**Written request:** Repeat all of the records verbatim.

[Entries taken from a collection]
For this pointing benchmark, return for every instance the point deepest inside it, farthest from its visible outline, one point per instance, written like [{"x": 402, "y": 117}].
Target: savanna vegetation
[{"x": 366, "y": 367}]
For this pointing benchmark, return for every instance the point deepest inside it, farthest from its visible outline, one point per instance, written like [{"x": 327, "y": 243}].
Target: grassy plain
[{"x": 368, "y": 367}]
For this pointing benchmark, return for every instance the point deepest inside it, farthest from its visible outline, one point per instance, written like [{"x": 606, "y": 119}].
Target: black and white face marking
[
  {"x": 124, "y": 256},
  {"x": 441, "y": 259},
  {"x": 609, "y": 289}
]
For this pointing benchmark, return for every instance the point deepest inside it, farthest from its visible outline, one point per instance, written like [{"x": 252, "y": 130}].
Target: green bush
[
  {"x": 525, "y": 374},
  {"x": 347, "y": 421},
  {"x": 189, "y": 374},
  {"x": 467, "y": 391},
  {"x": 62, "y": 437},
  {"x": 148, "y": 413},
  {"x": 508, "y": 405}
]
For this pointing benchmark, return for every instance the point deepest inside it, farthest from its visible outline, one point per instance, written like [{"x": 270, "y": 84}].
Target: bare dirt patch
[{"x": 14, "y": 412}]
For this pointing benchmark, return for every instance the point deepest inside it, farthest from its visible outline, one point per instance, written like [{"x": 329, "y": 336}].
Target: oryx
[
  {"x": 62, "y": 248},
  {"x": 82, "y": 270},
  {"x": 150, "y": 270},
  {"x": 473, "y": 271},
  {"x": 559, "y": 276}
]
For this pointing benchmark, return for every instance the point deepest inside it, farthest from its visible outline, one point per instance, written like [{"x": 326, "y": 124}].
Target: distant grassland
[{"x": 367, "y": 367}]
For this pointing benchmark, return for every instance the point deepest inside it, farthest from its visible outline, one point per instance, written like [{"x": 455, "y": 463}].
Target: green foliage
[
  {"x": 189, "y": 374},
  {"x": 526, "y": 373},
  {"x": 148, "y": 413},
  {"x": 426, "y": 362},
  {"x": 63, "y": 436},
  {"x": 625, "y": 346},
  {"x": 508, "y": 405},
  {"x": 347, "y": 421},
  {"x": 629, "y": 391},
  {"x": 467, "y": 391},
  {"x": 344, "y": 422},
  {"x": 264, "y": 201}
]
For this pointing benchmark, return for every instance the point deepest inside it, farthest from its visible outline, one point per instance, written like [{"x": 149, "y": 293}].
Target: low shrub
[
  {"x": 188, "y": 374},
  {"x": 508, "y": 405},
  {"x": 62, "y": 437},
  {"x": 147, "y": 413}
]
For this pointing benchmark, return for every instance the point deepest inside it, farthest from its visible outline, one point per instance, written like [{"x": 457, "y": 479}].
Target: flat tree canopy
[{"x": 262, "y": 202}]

**Response to this exercise:**
For this pointing benchmark, return for every instance the point deepest inside it, farthest from its visible outline, one point per instance, written like [{"x": 402, "y": 117}].
Target: savanna vegetation
[{"x": 366, "y": 367}]
For this pointing benchmark, return for every instance the point deepest inside it, farthest from its visible outline, one point per instance, written like [{"x": 327, "y": 243}].
Target: grassy plain
[{"x": 368, "y": 367}]
For this pointing benchmark, return for every instance the point deepest inside it, farthest from its visible outline, one point per instance, written like [{"x": 606, "y": 119}].
Target: black and white face marking
[
  {"x": 124, "y": 256},
  {"x": 441, "y": 259},
  {"x": 609, "y": 289}
]
For this pointing benchmark, return for every instance the point deepest inside it, farthest from its visible outline, one point per instance, written like [{"x": 252, "y": 130}].
Target: green bush
[
  {"x": 525, "y": 374},
  {"x": 347, "y": 421},
  {"x": 189, "y": 374},
  {"x": 467, "y": 391},
  {"x": 62, "y": 437},
  {"x": 148, "y": 413},
  {"x": 508, "y": 405}
]
For this pointing benchmark, return for every instance the point deepest inside it, farthest from its visible outline, one point per instance, written like [{"x": 270, "y": 84}].
Target: bare dirt patch
[{"x": 14, "y": 412}]
For this pointing benchmark, return for every instance the point deepest inside it, farthest from its visible outline, one point per instance, written like [{"x": 329, "y": 336}].
Target: oryx
[
  {"x": 62, "y": 248},
  {"x": 82, "y": 270},
  {"x": 150, "y": 270},
  {"x": 473, "y": 271},
  {"x": 559, "y": 276}
]
For this pointing benchmark, return for every instance the point deepest inside it, farthest from its visible outline, one point per instance, written like [{"x": 326, "y": 124}].
Target: distant grassland
[{"x": 367, "y": 367}]
For this pointing benchmark, return for every instance the point deepest inside it, farthest from its visible outline, one point per instance, written like [{"x": 455, "y": 463}].
Target: green foliage
[
  {"x": 189, "y": 374},
  {"x": 526, "y": 373},
  {"x": 148, "y": 413},
  {"x": 426, "y": 362},
  {"x": 63, "y": 436},
  {"x": 625, "y": 346},
  {"x": 508, "y": 405},
  {"x": 347, "y": 421},
  {"x": 629, "y": 391},
  {"x": 467, "y": 391},
  {"x": 344, "y": 422},
  {"x": 264, "y": 201}
]
For this pointing benchmark, return for every instance the point deepest inside it, farthest from its visible outline, one point per instance, written like [{"x": 149, "y": 293}].
Target: low shrub
[
  {"x": 188, "y": 374},
  {"x": 508, "y": 405},
  {"x": 62, "y": 437},
  {"x": 147, "y": 413}
]
For this pointing benchmark, return for every instance the point deepest inside it, farthest from its visible outline, one point per instance, written like [{"x": 457, "y": 479}].
Target: flat tree canopy
[{"x": 262, "y": 202}]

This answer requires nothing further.